## Exercices
a: D'après le texte sur Jules et Jim, pour quelle occasion Arte a-t-elle diffusé ce film le 21 janvier ?
b: Reprenez le texte sur Jules et Jim juste après sa dernière phrase et poursuivez-le.

## Texte choisi
════════════════

Le 21 janvier Arte a diffusé Jules et Jim pour fêter les 80 ans de Jeanne Moreau. Je n’avais encore jamais vu ce film de Truffaut.
De ce roman de Pierre-Henri Roché (dont il adapta également Deux anglaises et le continent) , qui ,à lire, m’avait paru maniéré et ampoulé, il a tiré une
tragi-comédie contée sur un ton à la fois léger et sérieux. Truffaut installe une distance grâce à la voix off, ironique, désinvolte, qui raconte en laissant défiler les images, la vie du couple
sur une génération, laquelle comprend la Grande guerre qui va éloigner Jules de Jim: Catherine les remet en présence.
On s’intéresse à l’affaire sans éprouver de peine lorsque Catherine se suicide avec Jim qui se laisse faire et que Jules est doublement veuf.
Ces deux hommes, me suis-je laissée dire, sont liés par un attachement homosexuel qu’ils ne veulent ou ne peuvent réaliser, et se servent d’une femme pour
s’aimer par procuration.
Le coup de foudre c'est d'abord entre les deux jeune gens qu'il a lieu. Des jeunes gens oisifs, cultivés qui cherchent des occupations dans le journalisme, l'écriture, l'art, les femmes...
C'est ensemble qu'il s'éprennent d' une statue au regard sublime et vont l'admirer en Grèce, puis croient en trouver l'incarnation, en la personne de Catherine dont le sourire
ressemble à la statue. Ce qui pourrait nous rappeler aussi Swann aimant une femme, Odette, qui présente une mystérieuse ressemblance avec la Vénus de Boticcelli…
Catherine n'a d'une statue que le sourire, elle bouge tout le temps, papillonne, danse,court, instable, fantasque, inssaisissable.
Lorsque Jules Catherine et Jim sortent ensemble, on se souvient que celle-ci spontanément se déguise en garçon pour leur première promenade et fait illusion sur les
passants.
Une sorte de pacte semble se conclure ( à quel moment, je n'en sais rien, je ne peux revoir le film...) et Catherine accepte de devenir la "reine" des deux hommes.

════════════════

## Extraits d'un jeu de données annoté par boîtes

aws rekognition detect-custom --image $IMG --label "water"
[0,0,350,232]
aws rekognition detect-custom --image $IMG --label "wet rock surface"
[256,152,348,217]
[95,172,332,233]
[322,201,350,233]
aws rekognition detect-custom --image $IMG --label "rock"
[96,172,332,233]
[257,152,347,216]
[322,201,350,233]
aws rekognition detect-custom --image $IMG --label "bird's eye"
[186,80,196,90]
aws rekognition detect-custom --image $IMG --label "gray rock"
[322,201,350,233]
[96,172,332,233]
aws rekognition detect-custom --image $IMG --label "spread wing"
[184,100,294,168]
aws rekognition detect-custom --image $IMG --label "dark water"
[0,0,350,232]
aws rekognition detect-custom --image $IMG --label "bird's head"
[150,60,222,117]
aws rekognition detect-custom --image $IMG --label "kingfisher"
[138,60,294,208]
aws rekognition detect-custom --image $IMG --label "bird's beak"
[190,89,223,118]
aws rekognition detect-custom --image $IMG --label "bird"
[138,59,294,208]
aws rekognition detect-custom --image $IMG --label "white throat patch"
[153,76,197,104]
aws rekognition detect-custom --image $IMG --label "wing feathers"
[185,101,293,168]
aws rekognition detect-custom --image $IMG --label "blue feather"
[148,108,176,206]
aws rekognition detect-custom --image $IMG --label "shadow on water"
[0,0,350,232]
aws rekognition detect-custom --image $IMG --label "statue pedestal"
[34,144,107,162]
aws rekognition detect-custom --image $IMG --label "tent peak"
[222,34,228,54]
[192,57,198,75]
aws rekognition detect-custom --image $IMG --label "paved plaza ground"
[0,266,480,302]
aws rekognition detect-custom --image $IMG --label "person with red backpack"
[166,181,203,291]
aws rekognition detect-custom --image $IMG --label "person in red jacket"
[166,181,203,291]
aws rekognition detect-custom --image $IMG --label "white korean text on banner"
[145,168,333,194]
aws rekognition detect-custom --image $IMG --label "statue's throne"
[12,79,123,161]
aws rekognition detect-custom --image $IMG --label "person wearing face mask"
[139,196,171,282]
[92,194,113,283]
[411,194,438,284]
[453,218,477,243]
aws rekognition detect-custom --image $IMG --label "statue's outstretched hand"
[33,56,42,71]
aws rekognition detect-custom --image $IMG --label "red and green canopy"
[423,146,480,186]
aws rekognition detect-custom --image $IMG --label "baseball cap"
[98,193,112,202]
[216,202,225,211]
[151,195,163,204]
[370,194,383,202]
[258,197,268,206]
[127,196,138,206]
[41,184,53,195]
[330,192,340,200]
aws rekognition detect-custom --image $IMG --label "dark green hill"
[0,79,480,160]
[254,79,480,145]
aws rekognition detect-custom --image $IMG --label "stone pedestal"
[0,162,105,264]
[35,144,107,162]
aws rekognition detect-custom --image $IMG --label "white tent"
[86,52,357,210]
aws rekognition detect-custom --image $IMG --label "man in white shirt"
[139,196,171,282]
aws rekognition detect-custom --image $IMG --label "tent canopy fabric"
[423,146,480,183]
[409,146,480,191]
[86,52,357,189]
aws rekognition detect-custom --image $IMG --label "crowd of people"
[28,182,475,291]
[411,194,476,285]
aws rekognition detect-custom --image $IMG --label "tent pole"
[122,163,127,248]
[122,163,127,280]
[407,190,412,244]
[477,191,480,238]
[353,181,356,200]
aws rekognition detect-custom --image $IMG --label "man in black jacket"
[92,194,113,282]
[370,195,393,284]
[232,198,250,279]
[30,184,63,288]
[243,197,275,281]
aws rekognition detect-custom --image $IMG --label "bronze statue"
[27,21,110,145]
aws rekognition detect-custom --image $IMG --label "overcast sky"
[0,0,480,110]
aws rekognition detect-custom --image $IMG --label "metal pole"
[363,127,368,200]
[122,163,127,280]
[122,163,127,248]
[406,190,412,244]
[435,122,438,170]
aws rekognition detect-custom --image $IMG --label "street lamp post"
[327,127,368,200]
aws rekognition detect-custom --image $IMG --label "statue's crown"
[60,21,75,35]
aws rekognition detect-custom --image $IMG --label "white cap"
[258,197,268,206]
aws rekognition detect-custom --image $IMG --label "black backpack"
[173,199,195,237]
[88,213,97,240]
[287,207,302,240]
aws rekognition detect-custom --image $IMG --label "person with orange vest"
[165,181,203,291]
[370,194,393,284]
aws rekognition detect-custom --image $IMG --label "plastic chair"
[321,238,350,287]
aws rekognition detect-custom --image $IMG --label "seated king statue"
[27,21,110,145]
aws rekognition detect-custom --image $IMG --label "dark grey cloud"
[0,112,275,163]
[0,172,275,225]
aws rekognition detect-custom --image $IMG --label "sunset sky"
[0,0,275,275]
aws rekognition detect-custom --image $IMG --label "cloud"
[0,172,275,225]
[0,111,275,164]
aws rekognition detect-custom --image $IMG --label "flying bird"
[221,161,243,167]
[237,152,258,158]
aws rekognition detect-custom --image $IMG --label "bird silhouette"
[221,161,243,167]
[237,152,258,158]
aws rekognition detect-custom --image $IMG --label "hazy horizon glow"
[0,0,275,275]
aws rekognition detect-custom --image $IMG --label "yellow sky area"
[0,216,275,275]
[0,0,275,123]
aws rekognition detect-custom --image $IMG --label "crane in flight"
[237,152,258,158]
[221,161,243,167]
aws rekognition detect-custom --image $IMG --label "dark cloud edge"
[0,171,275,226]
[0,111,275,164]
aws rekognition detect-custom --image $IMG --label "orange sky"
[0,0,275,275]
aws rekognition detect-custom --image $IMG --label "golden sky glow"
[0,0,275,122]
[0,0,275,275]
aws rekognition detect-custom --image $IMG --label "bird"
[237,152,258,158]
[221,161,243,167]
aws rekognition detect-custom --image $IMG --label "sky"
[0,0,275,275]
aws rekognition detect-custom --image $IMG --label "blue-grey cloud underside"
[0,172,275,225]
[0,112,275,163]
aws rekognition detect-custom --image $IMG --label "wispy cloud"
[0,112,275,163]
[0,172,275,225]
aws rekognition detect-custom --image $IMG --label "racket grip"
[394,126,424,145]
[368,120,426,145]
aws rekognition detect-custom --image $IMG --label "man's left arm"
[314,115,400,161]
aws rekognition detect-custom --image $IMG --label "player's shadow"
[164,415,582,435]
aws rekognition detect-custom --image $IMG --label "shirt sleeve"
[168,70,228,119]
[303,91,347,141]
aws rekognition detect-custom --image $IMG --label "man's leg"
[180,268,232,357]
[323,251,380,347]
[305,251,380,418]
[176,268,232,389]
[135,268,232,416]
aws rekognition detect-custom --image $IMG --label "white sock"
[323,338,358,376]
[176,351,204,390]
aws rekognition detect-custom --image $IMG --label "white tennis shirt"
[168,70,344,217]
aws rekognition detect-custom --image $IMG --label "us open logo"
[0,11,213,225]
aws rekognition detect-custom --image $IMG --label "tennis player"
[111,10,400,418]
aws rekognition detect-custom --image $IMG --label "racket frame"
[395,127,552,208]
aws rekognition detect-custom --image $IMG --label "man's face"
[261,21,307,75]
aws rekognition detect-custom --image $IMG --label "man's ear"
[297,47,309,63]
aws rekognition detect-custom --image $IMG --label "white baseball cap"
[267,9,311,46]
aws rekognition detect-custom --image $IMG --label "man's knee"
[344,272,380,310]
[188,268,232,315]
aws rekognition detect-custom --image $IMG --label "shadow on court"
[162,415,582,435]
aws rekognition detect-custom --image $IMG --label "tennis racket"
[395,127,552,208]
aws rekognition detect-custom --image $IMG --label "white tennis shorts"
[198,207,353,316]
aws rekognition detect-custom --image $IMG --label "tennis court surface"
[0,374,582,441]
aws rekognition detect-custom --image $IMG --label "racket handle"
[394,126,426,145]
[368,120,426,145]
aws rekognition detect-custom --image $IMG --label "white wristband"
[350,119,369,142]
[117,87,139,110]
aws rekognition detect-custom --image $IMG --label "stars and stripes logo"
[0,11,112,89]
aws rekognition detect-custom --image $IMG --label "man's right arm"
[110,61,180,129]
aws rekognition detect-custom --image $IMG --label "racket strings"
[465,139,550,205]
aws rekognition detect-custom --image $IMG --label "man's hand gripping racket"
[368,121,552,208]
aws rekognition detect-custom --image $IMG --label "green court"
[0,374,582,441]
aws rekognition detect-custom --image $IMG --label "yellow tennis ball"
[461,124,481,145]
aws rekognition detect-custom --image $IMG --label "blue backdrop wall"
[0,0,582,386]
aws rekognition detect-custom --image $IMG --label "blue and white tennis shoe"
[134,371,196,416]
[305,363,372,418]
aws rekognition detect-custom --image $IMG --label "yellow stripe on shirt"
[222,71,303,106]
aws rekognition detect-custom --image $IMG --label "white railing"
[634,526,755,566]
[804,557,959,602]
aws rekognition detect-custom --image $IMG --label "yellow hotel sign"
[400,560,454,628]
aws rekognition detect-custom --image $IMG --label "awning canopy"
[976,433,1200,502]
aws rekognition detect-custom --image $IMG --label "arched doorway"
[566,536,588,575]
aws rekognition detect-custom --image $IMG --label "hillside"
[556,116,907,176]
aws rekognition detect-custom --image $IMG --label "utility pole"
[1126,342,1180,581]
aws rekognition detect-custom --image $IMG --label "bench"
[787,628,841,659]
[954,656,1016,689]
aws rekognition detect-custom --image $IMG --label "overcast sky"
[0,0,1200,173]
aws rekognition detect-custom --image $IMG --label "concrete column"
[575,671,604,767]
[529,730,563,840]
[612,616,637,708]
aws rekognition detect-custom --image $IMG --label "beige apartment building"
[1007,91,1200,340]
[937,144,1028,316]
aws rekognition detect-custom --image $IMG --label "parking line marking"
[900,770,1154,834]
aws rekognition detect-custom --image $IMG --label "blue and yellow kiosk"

════════════════

## Corrigés
a: Pour fêter les 80 ans de Jeanne Moreau.

b:
Catherine n'est pas « libre » comme on l’a dit, mais prise entre deux feux, va jouer tour à tour le jeu de l'un, le jeu de l'autre, devenir suicidaire, et entraîner Jim,
consentant, jusque dans la mort.
Le duo masculin est aussi soudé que conflictuel ; pendant la guerre, ils sont opposés l’un à l’autre par leur nationalité et craignent de s’entretuer.
(Je me rend compte que dans Rendez-vous à Braye, André Delvaux a dû s’inspirer de Jules et Jim. Les ressemblances sont fortes : un Français et un Allemand lié s par une amitié sérieuse, une femme entre eux, une femme qui ressemble à une œuvre d’art, la grande guerre entre eux, et les noms aussi qui correspondent aux noms que Jim avait donné aux personnages de Jules et lui dans son roman (Julien et Jacques), Jacques qui est volage et julien qui est chaste…)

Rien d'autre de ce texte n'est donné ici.